#### Text extract:
== == ==

I do think that you simplified the design nicely though.


----------



## not-fun (Aug 5, 2011)

i'm just concerned that if the limbs are all pointing forward, it'll fall over. the two pointed back are to hold it up. but maybe if they were rotation-jointed, it could work either way. hmm!

i guess that fluff does look majorly odd. blegh, that's what i get trying to use a tablet. i should have just drawn it in the Real World and submitted it that way. i suppose doing so today wouldn't be a terrible edit. thanks for the feedback!


----------



## CaptainCool (Aug 5, 2011)

no i wont! >=D
...ok fine >_>


----------



## not-fun (Aug 5, 2011)

hehe, thanks cool :>

here's the revised design:
http://d.facdn.net/art/not-fun/1312565898.not-fun_plushrevised.png

i tried to tone down the chest fluff, and actually used tools i'm used to using. i'm not that happy with the frontwards or backwards view, but the side looks better to me. opinions? crit?


----------



## TreacleFox (Aug 5, 2011)

Looks like some strange sergal.


----------



## Captain Howdy (Aug 6, 2011)

Now it looks like a messed up taur. Not sure if better or worse than original design though, still wouldn't vote or buy it.


----------



## Randy-Darkshade (Aug 6, 2011)

== == ==

#### Information supplied:
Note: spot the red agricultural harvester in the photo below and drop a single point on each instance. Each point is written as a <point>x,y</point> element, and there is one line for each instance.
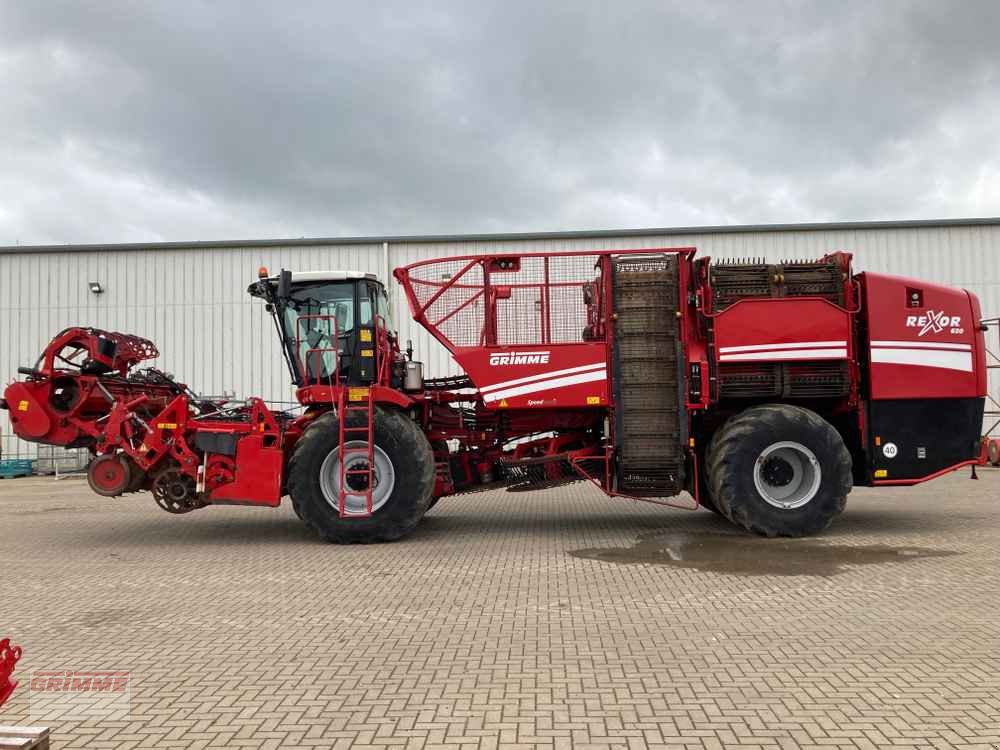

== == ==

#### Objective:
Continue the forum thread about the plush design, starting right after its final line.

#### Result of the task:
Gibby said:


> If your plush design is good enough, it'll get the votes and you wouldn't need to ask people from unrelated places to vote for you. It is pretty cool, though! I can't say I like the look of those extra arms, though... it looks great on the artwork, but I can't see them being too fantastic on a plush. Expectations and reality and all that.



Imo, OP shouldn't be asking for votes at all. I'm not going to vote for something just because I've been asked to, that's kinda cheating imo too. I'll vote if I like it, not because I've been asked to vote for it by someone who is obviously desperate to win.


----------



## Jesie (Aug 6, 2011)

What ever happened to people just making their own damn plushies?


----------



## Sarcastic Coffeecup (Aug 6, 2011)

never vote those who beg votes.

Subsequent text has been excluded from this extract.